* Task instructions
• 1. Translate this sentence from the NoBackTrack review into Spanish: "Online training of RNNs is a big, unsolved problem."
• 2. Please answer these questions from the NoBackTrack review:
(a) What technique is used to smooth the Jacobian estimate over time?
(b) What approach do people currently use for online training of RNNs?
(c) Which equation holds the "rank-one trick"?

======== Excerpted text

This paper suggests a method (NoBackTrack) for training recurrent neural networks in an online way, i.e. without having to do backprop through time. One way of understanding the method is that it applies the forward method for automatic differentiation, but since it requires maintaining a large Jacobian matrix (nb. of hidden units times nb. of parameters), they propose a way of obtaining a stochastic (but unbiased!) estimate of that matrix. Moreover, the method is improved by using Kalman filtering on that estimate, effectively smoothing the estimate over time.

My two cents

Online training of RNNs is a big, unsolved problem. The current approach people use is to truncate backprop to only a few steps in the past, which is more of a heuristic.

This paper makes progress towards a more principled approach. I really like the "rank-one trick" of Equation 7, really cute! And it is quite central to this method too, so good job on connecting those dots!

The authors present this work as being preliminary, and indeed they do not compare with truncated backprop. I really hope they do in a future version of this work.

Also, I don't think I buy their argument that the "theory of stochastic gradient descent applies". Here's the reason. So the method tracks the Jacobian of the hidden state wrt the parameter, which they note $G(t)$. It is update into $G(t+1)$, using a recursion which is based on the chain rule. However, between computing $G(t)$ and $G(t+1)$, a gradient step is performed during training. This means that $G(t)$ is now slightly stale, and corresponds to the gradient with respect to old value of the parameters, not the current value. As far as I understand, this implies that $G(t+1)$ (more specifically, its stochastic estimate as proposed in this paper) isn't unbiased anymore. So, unless I'm missing something (which I might!), I don't think we can invoke the theory of SGD as they suggest.

But frankly, that last issue seems pretty unavoidable in the online setting. I suspect this will never be solved, and future research will have to somehow have to design learning algorithms that are robust to this issue (or develop new theory that shows it isn't one).

================
======== Data section

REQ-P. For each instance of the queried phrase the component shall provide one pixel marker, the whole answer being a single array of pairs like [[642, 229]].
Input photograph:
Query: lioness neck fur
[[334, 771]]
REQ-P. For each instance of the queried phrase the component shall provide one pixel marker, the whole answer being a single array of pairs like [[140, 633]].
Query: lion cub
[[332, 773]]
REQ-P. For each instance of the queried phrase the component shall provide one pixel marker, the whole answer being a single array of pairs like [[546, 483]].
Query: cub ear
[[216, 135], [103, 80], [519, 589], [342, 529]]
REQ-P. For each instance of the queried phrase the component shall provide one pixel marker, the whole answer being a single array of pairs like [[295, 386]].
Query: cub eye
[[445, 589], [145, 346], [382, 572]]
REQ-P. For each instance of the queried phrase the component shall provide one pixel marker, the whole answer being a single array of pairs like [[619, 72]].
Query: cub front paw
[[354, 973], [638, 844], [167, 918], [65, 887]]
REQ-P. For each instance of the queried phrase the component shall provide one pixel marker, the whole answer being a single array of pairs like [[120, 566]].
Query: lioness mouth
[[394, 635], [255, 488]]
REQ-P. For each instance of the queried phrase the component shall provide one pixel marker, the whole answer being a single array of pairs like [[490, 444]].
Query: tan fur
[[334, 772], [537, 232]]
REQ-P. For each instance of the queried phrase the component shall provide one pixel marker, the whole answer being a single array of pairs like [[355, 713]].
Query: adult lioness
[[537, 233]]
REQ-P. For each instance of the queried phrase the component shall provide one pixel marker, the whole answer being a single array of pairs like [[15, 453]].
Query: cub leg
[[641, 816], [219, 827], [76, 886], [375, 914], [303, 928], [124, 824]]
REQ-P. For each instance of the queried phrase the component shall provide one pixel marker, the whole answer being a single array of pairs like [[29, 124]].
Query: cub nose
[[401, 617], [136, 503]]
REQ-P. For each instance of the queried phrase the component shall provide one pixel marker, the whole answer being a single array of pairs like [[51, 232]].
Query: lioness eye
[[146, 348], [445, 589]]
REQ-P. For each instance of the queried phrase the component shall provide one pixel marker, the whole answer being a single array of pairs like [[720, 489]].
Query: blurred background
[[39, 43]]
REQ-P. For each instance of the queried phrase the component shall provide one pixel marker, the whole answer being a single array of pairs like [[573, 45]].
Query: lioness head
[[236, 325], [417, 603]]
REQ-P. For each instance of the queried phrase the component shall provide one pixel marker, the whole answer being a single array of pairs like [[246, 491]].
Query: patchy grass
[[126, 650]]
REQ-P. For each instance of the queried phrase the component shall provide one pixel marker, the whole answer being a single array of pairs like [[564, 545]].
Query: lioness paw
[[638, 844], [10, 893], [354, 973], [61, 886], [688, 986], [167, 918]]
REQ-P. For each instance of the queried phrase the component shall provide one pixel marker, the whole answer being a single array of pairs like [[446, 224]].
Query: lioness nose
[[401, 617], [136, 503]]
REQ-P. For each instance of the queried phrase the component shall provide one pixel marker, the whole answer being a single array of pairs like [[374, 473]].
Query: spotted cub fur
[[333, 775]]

================

* Solutions for each task
• 1. El entrenamiento en línea de las RNN es un problema grande y sin resolver.

• 2.
(a) Kalman filtering.
(b) Truncating backprop to only a few steps in the past.
(c) Equation 7.